> Work request
Show every line of the data that contains the string "brown".

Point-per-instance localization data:
%%
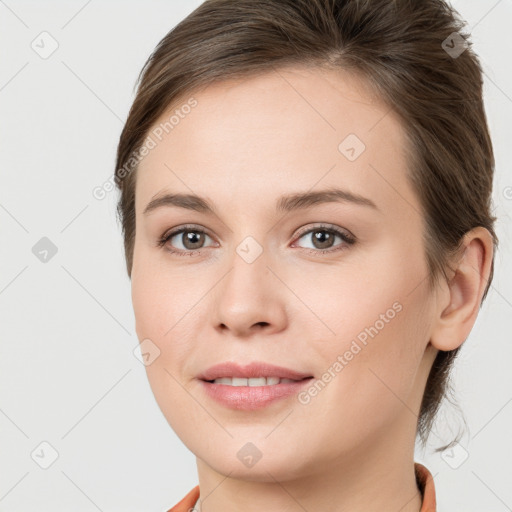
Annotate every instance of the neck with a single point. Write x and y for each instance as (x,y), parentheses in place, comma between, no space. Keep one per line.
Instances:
(376,476)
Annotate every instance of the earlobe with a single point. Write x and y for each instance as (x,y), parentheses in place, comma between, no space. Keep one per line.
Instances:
(459,300)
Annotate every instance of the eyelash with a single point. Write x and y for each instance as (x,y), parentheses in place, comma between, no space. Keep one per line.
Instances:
(347,239)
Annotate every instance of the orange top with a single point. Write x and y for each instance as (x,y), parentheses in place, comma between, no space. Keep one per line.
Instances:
(424,480)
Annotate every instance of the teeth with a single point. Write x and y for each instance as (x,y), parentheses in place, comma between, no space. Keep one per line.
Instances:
(257,381)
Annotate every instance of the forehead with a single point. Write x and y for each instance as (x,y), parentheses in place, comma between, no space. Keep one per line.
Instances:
(275,133)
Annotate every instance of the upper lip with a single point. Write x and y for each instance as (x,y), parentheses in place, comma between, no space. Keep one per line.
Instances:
(252,370)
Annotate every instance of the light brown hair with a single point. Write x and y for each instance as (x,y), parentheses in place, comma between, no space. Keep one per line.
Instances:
(397,46)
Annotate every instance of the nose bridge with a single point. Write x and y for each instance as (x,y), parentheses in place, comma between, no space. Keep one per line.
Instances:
(247,294)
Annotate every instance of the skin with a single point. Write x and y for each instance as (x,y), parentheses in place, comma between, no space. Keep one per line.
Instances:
(244,145)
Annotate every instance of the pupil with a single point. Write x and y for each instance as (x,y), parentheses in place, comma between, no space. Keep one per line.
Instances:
(193,238)
(324,237)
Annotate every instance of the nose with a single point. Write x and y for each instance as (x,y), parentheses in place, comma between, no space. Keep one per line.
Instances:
(250,298)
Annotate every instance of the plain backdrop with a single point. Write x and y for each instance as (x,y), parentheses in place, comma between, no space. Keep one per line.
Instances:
(73,395)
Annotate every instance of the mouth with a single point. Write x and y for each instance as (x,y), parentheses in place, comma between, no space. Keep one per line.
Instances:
(254,381)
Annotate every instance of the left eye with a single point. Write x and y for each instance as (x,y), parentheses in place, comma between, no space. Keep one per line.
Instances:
(323,238)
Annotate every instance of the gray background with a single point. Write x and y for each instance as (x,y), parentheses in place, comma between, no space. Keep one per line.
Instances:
(68,374)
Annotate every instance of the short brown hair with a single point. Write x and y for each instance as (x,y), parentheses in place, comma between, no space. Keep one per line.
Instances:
(401,48)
%%
> Answer for this exercise
Annotate every instance of the light brown hair with a single point. Write x and y for each instance as (x,y), parentheses in place, comma between, no space. Keep one per line.
Annotate every instance of the short brown hair with a single point. Write x and y for each instance as (x,y), parentheses in place, comma between, no space. Keep one per line.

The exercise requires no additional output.